START DOCUMENT TEXT
Lamotrigine blocks creation of bacterial ribosomes

According to scientists at McMaster University in Canada, the anticonvulsant drug lamotrigine may help in developing a new class of antibiotics.

Although dozens of antibiotics target what bacteria do, the researchers looked at how a certain part of bacteria is created — and they discovered that there is a way of stopping it.

The new study found that lamotrigine is the first chemical inhibitor of the assembly of ribosomes in bacteria. Ribosomes are the molecular “machines” in cells that create proteins. Many antibiotics attack what ribosomes do. However, the investigators found that lamotrigine stopped ribosomes from being created in the first place.

Their discovery is important as there is growing concern worldwide about how antibiotic resistance is making these drugs ineffective. The World Health Organization has declared that antibiotic resistance is a major threat to global health security.

The new findings were published in the open-access journal eLife.
END DOCUMENT TEXT
START PROVIDED DATA
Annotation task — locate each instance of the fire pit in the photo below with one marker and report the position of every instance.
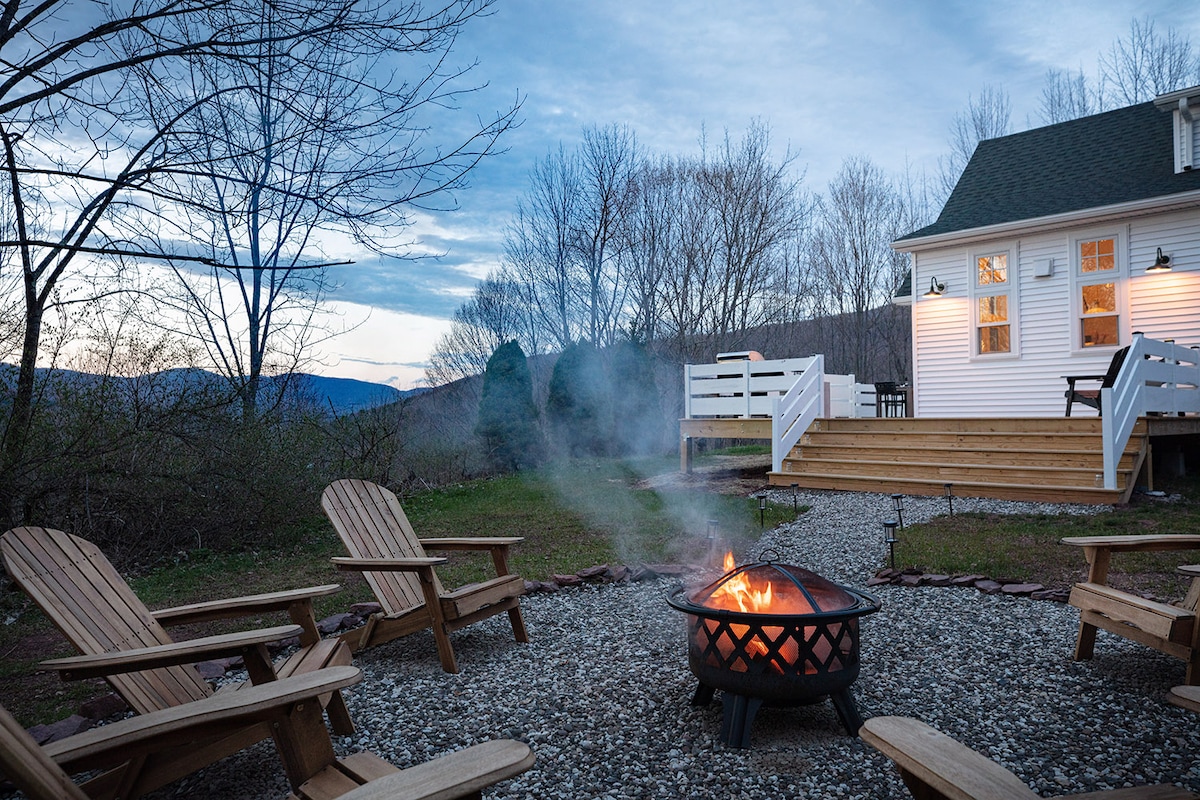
(773, 633)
END PROVIDED DATA
» **WHAT TO DO**:
a – In the lamotrigine article, what journal published the new findings?
b – Resume the lamotrigine article after its final sentence.
These lines have no connection to the lamotrigine article.

» **EXERCISE RESPONSES**:
a – The open-access journal eLife.

b –
“Ribosome-inhibiting antibiotics have been routinely used for more than 50 years to treat bacterial infections, but inhibitors of bacterial ribosome assembly have waited to be discovered,” said principal investigator Dr. Eric Brown. “Such molecules would be an entirely new class of antibiotics, which would get around antibiotic resistance of many bacteria. We found lamotrigine works.”

Jonathan Stokes, a PhD student who worked on the paper, added that the team was able to identify the precise target for lamotrigine within bacteria, allowing the researchers to understand ribosome assembly and the therapeutic applications of these types of chemicals.